Records taken from a collection
[Start]

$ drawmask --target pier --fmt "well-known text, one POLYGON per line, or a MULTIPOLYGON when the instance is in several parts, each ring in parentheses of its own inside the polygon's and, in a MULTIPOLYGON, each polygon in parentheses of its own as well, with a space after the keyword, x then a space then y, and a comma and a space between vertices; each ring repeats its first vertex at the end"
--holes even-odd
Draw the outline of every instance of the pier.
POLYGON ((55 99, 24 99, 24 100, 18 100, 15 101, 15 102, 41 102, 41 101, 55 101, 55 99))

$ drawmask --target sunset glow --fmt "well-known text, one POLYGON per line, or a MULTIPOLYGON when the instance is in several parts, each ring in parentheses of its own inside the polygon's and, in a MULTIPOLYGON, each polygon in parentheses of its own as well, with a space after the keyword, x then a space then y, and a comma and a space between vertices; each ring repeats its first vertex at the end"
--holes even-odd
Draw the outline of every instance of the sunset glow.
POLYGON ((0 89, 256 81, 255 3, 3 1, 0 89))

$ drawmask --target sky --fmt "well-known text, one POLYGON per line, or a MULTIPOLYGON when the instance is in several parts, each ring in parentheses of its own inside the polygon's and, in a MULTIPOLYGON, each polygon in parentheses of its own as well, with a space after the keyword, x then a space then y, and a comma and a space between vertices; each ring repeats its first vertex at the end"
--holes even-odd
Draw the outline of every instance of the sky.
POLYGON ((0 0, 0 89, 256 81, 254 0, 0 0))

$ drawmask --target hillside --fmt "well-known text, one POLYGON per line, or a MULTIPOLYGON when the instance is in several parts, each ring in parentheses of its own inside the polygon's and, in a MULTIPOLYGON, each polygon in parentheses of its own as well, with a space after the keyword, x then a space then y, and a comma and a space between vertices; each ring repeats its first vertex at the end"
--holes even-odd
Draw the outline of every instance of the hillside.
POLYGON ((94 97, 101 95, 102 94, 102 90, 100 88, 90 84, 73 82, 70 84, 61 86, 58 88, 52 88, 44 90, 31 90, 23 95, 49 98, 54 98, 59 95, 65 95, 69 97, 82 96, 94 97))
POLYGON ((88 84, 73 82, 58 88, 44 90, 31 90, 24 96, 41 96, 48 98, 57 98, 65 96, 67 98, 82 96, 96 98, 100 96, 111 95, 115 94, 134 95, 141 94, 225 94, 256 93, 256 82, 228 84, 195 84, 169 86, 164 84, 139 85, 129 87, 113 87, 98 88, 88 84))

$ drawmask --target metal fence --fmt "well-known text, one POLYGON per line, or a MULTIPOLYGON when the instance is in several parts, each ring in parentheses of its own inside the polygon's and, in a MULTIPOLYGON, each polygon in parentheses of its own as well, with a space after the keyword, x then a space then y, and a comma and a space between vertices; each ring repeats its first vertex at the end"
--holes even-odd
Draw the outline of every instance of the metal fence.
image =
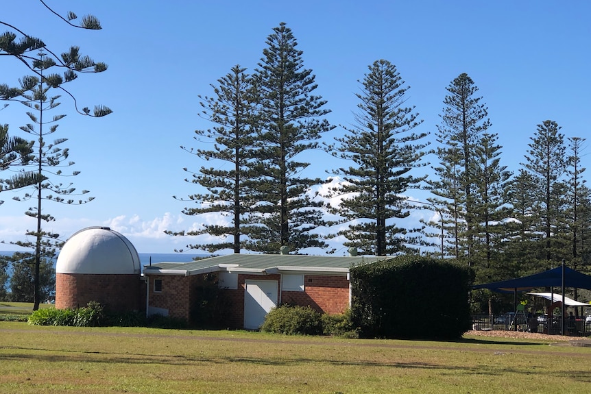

[End]

Short exercise:
Please return every line of the records above that contains the string "sunset", treating uppercase and lowercase as different.

Worked answer:
$ drawmask --target sunset glow --fmt "well-known text, one POLYGON per line, or a MULTIPOLYGON when the instance is in several parts, each ring in parentheses of its own inside the polygon's and, in a MULTIPOLYGON, each polygon in parentheses of its own as well, with a space after the keyword, x then a space then y, and a comma and a space between vertices; each ring repeats its first vertex at the end"
Draw the outline of every instance of the sunset glow.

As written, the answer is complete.